Stored dataset items:
▬▬▬

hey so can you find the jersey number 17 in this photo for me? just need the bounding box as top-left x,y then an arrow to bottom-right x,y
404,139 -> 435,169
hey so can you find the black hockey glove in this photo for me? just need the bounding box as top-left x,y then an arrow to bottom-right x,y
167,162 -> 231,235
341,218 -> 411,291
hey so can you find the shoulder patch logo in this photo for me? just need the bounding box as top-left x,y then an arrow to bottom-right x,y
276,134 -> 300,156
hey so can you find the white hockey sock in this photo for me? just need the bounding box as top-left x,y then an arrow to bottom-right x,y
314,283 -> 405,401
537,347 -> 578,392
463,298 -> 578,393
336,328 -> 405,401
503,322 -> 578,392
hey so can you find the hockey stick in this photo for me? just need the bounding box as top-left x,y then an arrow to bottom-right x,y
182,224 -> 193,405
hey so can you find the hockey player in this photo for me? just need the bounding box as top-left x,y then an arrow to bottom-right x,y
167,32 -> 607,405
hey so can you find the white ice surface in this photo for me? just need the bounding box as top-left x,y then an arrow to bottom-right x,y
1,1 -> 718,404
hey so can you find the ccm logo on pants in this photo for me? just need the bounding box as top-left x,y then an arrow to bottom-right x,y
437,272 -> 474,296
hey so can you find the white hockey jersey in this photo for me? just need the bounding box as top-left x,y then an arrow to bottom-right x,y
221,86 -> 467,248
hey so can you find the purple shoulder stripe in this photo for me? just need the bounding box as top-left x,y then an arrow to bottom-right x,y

▬▬▬

= What you will do =
Every line of the data above belongs in the answer, unchanged.

= Result of this exercise =
hey so can you find the jersey number 17 in this photo for me? just need the bounding box as top-left x,y then an arrow to bottom-right x,y
404,139 -> 435,169
hey so can you find the black hockey glove in this photo for me? just need the bounding box as top-left x,y then an arrow to bottom-right x,y
167,162 -> 231,235
341,218 -> 411,291
hey so can you find the shoulder patch logo in this photo for me? just need the bounding box as top-left x,y then an arrow to bottom-right x,y
276,134 -> 300,156
hey so can you find the white hockey sock in this photo for me? just need the bounding box as top-left x,y then an arrow to bottom-right x,y
314,283 -> 405,401
537,347 -> 578,392
463,298 -> 578,393
336,328 -> 405,401
503,322 -> 578,392
hey so can you find the hockey stick in this photo for me? just need the bounding box as top-left x,y then an arrow to bottom-right x,y
182,224 -> 193,405
hey so can you find the hockey player in this photo for me? just need the bounding box as top-left x,y then an arrow to bottom-right x,y
167,32 -> 607,405
hey so can you find the white ice surface in this photo for me? just need the bounding box as top-left x,y then an arrow to bottom-right x,y
1,1 -> 718,404
hey so can you find the ccm logo on pants in this photo for me? just need the bounding box as top-left x,y then an arrow to bottom-right x,y
437,272 -> 474,296
hey so can you find the white hockey jersey in this photo for me? just need the bounding box as top-left x,y then an arrow to bottom-right x,y
221,86 -> 467,248
hey so can you find the purple shoulder stripe in this photo for me? just need the bounding box as top-left x,y then an arrow to bottom-right x,y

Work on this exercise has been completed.